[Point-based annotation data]
Start

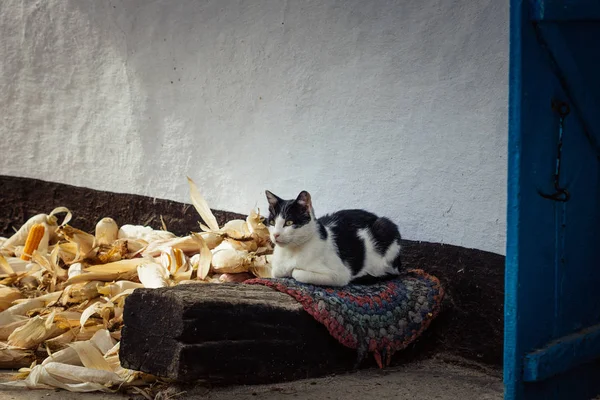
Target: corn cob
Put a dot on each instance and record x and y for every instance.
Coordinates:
(34, 237)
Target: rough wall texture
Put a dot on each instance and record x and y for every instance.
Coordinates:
(394, 106)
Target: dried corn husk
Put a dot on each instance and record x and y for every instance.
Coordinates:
(145, 233)
(188, 244)
(75, 269)
(202, 207)
(231, 261)
(34, 332)
(203, 259)
(12, 357)
(124, 269)
(81, 311)
(107, 232)
(83, 240)
(8, 295)
(153, 275)
(21, 307)
(116, 288)
(80, 292)
(6, 330)
(50, 223)
(75, 334)
(173, 260)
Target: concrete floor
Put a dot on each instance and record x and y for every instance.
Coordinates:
(427, 380)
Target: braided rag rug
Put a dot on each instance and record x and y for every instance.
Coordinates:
(380, 318)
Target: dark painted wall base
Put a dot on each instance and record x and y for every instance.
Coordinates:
(471, 326)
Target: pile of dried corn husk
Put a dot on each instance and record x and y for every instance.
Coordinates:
(62, 290)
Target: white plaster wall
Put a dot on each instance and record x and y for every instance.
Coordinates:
(396, 106)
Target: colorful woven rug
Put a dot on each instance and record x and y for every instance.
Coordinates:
(380, 318)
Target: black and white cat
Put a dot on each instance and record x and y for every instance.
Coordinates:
(334, 250)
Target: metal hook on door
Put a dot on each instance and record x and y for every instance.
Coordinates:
(560, 194)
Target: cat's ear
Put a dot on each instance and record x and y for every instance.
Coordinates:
(272, 199)
(304, 199)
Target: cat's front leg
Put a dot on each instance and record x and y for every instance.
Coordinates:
(279, 268)
(325, 278)
(280, 271)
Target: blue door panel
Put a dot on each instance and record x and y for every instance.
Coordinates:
(552, 304)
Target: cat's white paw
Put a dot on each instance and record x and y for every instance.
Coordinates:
(314, 278)
(280, 273)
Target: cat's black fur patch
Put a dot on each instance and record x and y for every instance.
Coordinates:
(290, 210)
(344, 226)
(322, 231)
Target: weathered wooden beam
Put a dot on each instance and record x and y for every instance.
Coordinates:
(228, 333)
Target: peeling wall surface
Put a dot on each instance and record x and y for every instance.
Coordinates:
(399, 107)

End

THE PROBLEM
Write out all the entries word for word, but skip any images.

WRITTEN RESPONSE
Target: corn cob
Put a dot on each instance and record x and y for every instance.
Coordinates:
(34, 237)
Target: rough wall texture
Put a dot on each instance and record x and y for every instance.
Coordinates:
(394, 106)
Target: dried corn husk
Put a dot on each instance and record x and y for every instance.
Coordinates:
(145, 233)
(188, 244)
(75, 269)
(202, 207)
(231, 261)
(34, 332)
(203, 259)
(12, 357)
(124, 269)
(81, 311)
(107, 232)
(83, 240)
(8, 295)
(153, 275)
(21, 307)
(116, 288)
(80, 292)
(6, 330)
(50, 223)
(75, 334)
(173, 260)
Target: concrete floor
Put a dot on each instance and record x and y for every instance.
Coordinates:
(427, 380)
Target: braided rag rug
Put a dot on each instance and record x and y for every instance.
Coordinates:
(380, 318)
Target: dark painted wall base
Put a dot on each instance and record x and y for every instance.
Coordinates:
(471, 326)
Target: pile of dried corn husk
Put a dot on each instance and record x and y for every instance.
Coordinates:
(62, 290)
Target: white plaster wall
Put a dot on each instance and record x and y for every instance.
Coordinates:
(396, 106)
Target: colorful woven rug
Put a dot on each instance and record x and y for every instance.
Coordinates:
(380, 318)
Target: black and white cat
Put a dot on each instance and record x and y for every instance.
Coordinates:
(334, 250)
Target: metal hook on door
Put a dot on each instance and record x and y for every instance.
Coordinates:
(560, 194)
Target: cat's ear
Put a dot on each instance and record x and y for every instance.
Coordinates:
(272, 199)
(304, 199)
Target: cat's front leg
Put a dot on each instance and record x and y for every instance.
Coordinates:
(279, 268)
(325, 278)
(280, 271)
Target: blue door panel
Put a dot on each instance and record x and y for every instance.
Coordinates:
(552, 304)
Target: cat's white paw
Put a dot on each instance and record x and y for every instance.
Coordinates:
(314, 278)
(280, 273)
Target: cat's black fur patch
Put a dot on each instance and record x and y for every instance.
Coordinates:
(290, 210)
(344, 226)
(322, 231)
Target: weathered wooden beam
Put a dot on each instance and record x and y for every instance.
Coordinates:
(228, 333)
Target: peeling wall surface
Put a dot on each instance and record x and y for every instance.
Coordinates:
(399, 107)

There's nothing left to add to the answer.